-- THE PROBLEM --
The entries below should be output exactly as written.

Referring expression pointing data
══════

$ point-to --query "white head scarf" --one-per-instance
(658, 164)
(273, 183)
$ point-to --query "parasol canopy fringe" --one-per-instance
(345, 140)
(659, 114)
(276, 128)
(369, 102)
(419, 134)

══════

-- RESULT FOR THIS TASK --
$ point-to --query "white head scarf" --one-per-instance
(658, 164)
(273, 183)
$ point-to --query "parasol canopy fringe" --one-per-instance
(345, 140)
(659, 114)
(276, 128)
(369, 102)
(419, 134)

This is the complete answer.